Items from a dataset:
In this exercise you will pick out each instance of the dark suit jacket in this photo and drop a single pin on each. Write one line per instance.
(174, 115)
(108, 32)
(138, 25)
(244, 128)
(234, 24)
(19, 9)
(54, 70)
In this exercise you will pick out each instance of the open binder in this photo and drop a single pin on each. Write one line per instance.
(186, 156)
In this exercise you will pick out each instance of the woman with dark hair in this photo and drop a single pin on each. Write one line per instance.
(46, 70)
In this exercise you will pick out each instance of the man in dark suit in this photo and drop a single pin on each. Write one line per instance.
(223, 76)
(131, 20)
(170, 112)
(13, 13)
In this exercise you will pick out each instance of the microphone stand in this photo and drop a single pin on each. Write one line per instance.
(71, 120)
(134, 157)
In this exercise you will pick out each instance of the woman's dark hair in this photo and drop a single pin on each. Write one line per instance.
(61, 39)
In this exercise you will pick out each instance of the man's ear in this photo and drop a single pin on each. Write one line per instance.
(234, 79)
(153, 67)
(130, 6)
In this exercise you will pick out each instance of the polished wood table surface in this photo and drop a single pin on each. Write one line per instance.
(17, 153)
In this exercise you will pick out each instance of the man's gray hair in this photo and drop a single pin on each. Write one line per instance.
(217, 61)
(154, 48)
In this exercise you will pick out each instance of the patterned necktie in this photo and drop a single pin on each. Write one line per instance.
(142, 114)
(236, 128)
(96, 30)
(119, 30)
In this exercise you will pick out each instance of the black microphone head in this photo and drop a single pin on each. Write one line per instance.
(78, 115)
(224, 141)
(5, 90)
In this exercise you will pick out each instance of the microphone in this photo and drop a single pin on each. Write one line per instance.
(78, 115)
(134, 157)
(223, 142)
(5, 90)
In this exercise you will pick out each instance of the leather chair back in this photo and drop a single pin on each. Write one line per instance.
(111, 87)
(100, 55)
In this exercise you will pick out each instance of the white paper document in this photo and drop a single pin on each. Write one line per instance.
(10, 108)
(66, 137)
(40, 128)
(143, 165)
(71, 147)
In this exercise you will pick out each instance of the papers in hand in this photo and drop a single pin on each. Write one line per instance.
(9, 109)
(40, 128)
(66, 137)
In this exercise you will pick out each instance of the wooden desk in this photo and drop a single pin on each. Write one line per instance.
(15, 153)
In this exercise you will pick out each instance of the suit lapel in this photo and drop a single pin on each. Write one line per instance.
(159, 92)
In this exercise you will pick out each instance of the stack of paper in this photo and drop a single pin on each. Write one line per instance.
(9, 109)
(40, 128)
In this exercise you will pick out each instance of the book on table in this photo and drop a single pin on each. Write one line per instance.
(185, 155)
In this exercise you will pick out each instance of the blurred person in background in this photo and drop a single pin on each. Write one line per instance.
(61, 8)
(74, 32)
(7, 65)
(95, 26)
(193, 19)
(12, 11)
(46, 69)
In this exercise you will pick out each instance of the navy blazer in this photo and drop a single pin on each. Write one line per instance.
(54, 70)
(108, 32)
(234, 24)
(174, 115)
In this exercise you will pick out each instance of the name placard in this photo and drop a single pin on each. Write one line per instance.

--

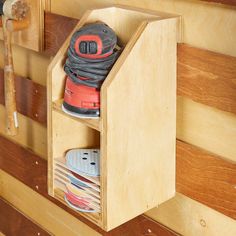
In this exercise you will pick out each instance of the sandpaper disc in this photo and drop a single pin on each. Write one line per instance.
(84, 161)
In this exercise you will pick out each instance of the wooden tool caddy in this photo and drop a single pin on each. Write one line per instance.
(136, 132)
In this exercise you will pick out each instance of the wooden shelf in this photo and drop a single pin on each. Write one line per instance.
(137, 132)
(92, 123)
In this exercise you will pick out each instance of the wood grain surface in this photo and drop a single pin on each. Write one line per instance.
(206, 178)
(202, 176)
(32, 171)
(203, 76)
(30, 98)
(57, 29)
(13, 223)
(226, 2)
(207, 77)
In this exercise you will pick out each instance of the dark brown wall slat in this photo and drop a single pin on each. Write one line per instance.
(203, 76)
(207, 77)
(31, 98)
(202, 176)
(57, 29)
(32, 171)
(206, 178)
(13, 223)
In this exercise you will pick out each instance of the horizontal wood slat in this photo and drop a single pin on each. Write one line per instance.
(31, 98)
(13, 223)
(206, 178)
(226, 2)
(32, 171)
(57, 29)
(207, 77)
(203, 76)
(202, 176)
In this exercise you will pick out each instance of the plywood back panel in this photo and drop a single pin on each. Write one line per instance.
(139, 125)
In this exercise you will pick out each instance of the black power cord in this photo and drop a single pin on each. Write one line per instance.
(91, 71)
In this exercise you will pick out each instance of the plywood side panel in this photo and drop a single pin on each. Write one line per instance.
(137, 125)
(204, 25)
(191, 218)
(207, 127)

### EXERCISE
Would you print, exactly as written, every line above from the one holding "the wooden desk" through the one holding "of the name", with both included and no other lines?

### FINISHED EXERCISE
In this exercise you will pick out each instance of the wooden desk in this photo and drop a single pin on each. Write one line per instance.
(15, 153)
In this exercise you will pick out each instance of the suit lapel in this photo and drop a single pin on each. Write one line per instance.
(159, 92)
In this exercise you will pick out each instance of the stack of paper in this photo and drop a single pin on each. Write one line per instance.
(9, 109)
(40, 128)
In this exercise you will pick out each instance of the book on table in this photo and drop a single pin on each. Write one line per instance.
(185, 155)
In this exercise you will pick out each instance of the blurred person in background in this photo and drop a single pin on each. Write one line per instance.
(61, 8)
(74, 32)
(7, 65)
(95, 26)
(193, 19)
(12, 11)
(46, 69)
In this exercise you will pick out each instance of the navy blazer in this photo and drop a single pin on each. Write one line per instance.
(54, 70)
(108, 32)
(234, 24)
(174, 115)
In this exercise you will pick out each instance of the name placard in this photo and drop a single pin on each. Write one line per instance.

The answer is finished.